*What you are asked to do*. Rewrite everything in the self-employment tax passage below from "For comparison, employees" down to "against income tax.", putting "businesses" in place of "employers".

*Provided passage*.
--

Additional Medicare Tax of 0.9% applies to earned income above $200,000 (single) or $250,000 (married filing jointly). This calculator doesn't include it — add it manually if your profit exceeds these thresholds.

Quarterly estimated tax payments (Form 1040-ES) are required if you expect to owe $1,000+ at year-end. Due dates: April 15, June 15, September 15, January 15. Underpayment triggers penalties — current IRS interest rate plus 3 percentage points.

Sources: IRS Publication 334 (Tax Guide for Small Business); IRS Schedule SE instructions; IRS Form 1040-ES.

Industry benchmarks

SE tax components (2024):

  • Social Security tax rate: 12.4% on first $168,600 of SE income
  • Medicare tax rate: 2.9% on all SE income (no cap)
  • Additional Medicare tax: 0.9% on earned income above $200K (single) / $250K (MFJ)
  • Total SE tax rate: 15.3% (up to SS wage base), 2.9% above
  • Effective rate after deduction: ~14.1% for most earners

For comparison, employees pay 7.65% (half) and employers pay 7.65% (other half) — same total 15.3%, but employees only see their half on paychecks. Self-employed individuals pay both halves but deduct half against income tax.

Common mistakes to avoid

Mistake 1: Not making quarterly estimated payments. If you owe $1,000+ at year-end and didn't pay quarterly, the IRS charges underpayment penalties. Set aside 25-30% of every payment and pay quarterly.

Mistake 2: Forgetting the deductible half. Half of SE tax is deductible against AGI. This reduces income tax but doesn't reduce SE tax itself. Don't forget to claim this deduction on Form 1040.

--

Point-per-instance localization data
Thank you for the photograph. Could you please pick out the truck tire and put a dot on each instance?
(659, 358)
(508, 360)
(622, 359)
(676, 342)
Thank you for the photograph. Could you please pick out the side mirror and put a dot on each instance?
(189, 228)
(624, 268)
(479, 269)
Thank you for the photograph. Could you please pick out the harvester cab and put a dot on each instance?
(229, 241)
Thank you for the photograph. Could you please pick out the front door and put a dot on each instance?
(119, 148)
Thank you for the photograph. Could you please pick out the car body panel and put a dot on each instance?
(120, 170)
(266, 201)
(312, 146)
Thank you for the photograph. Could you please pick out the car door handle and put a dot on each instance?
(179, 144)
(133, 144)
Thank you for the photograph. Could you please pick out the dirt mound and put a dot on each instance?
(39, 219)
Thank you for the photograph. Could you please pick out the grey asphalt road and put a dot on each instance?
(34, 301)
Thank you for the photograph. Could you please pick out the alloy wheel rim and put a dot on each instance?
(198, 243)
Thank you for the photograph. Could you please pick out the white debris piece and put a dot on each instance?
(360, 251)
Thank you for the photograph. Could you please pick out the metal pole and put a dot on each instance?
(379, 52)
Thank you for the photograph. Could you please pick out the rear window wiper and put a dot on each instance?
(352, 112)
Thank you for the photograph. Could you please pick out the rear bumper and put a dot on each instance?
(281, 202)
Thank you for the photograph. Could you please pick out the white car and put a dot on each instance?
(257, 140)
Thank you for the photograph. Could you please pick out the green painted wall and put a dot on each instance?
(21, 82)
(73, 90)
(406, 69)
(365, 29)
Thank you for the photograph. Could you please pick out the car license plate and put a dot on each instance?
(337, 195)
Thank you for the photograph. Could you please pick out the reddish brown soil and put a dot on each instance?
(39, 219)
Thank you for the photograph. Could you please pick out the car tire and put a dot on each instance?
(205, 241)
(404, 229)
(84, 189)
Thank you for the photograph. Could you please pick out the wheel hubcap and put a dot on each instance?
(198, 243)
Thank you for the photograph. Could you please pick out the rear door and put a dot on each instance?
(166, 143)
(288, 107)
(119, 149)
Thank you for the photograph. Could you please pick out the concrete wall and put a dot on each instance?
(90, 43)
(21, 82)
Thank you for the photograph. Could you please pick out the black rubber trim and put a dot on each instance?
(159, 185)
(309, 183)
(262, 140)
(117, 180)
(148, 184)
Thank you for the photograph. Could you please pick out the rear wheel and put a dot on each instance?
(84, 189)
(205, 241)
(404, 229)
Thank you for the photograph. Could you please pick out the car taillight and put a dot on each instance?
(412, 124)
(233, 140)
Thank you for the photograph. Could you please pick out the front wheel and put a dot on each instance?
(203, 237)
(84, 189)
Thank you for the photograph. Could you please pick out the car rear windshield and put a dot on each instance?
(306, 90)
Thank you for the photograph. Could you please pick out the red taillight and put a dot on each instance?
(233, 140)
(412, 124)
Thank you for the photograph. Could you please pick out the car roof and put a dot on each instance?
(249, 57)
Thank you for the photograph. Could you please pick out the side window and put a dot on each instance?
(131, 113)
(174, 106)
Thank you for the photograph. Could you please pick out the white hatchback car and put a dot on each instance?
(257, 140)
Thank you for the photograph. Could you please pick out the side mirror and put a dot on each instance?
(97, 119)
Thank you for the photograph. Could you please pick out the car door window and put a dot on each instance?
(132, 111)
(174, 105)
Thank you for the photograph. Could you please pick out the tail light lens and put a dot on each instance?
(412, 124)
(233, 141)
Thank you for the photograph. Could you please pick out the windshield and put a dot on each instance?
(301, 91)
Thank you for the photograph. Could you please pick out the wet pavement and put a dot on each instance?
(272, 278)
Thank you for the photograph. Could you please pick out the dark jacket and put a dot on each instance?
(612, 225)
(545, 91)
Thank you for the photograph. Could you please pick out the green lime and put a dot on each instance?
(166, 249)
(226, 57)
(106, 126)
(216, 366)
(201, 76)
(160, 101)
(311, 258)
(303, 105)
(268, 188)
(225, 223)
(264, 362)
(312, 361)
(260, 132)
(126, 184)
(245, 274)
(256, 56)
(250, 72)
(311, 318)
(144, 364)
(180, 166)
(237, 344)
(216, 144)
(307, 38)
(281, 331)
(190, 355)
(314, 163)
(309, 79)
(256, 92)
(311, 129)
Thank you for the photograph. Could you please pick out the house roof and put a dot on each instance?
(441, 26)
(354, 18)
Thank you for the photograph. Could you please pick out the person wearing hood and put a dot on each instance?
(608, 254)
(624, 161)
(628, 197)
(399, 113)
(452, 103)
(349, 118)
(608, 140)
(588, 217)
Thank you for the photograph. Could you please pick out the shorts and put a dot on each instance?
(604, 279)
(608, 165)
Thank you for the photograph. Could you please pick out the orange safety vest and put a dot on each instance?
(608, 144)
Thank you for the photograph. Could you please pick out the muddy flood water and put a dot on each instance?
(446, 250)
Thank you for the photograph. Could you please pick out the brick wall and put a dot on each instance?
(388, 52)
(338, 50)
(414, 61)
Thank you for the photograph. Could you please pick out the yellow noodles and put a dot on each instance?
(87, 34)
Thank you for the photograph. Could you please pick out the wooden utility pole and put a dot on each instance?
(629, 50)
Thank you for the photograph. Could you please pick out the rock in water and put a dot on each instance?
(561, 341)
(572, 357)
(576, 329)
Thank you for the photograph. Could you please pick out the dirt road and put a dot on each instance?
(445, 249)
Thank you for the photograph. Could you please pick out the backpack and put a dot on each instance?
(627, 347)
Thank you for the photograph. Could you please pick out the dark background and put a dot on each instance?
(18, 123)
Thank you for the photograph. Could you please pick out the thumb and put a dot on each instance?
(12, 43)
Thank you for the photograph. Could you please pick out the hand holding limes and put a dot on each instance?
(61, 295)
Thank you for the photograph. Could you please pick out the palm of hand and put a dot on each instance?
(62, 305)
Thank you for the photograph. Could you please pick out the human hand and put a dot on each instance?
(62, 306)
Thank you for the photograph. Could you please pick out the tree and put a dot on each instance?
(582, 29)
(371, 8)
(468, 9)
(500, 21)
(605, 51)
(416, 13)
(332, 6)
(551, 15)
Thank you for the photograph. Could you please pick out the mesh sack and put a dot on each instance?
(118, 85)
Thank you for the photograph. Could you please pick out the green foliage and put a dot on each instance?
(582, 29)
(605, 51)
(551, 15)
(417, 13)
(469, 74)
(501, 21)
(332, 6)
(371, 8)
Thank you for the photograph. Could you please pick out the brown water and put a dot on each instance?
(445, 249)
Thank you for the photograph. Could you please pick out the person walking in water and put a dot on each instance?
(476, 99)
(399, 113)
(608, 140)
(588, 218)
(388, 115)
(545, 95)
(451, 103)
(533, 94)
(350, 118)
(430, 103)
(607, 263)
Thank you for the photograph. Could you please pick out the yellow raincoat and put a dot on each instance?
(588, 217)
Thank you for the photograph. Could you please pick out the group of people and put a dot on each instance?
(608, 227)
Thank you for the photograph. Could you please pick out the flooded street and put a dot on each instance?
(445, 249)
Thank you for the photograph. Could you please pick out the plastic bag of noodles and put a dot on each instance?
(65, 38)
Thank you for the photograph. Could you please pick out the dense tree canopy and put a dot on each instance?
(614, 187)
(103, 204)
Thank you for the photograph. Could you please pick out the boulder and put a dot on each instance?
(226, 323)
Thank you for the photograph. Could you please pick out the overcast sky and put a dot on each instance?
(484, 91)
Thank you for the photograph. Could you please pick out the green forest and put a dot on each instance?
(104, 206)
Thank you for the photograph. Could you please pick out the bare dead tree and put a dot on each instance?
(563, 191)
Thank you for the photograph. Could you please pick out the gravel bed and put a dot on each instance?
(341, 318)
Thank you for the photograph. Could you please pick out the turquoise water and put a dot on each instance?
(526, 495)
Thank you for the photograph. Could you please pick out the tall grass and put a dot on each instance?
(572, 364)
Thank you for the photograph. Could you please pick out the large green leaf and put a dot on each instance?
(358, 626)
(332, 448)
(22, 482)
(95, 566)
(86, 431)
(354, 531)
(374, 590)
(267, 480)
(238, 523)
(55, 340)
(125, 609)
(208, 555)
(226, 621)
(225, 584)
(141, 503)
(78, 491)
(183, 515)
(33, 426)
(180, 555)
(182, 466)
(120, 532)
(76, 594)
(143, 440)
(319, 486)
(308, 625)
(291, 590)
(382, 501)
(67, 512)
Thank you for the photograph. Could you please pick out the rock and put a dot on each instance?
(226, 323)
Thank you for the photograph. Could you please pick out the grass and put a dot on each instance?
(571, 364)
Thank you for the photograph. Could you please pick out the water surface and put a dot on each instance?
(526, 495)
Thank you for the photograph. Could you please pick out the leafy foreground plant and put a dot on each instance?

--

*Solution*.
For comparison, employees pay 7.65% (half) and businesses pay 7.65% (other half) — same total 15.3%, but employees only see their half on paychecks. Self-employed individuals pay both halves but deduct half against income tax.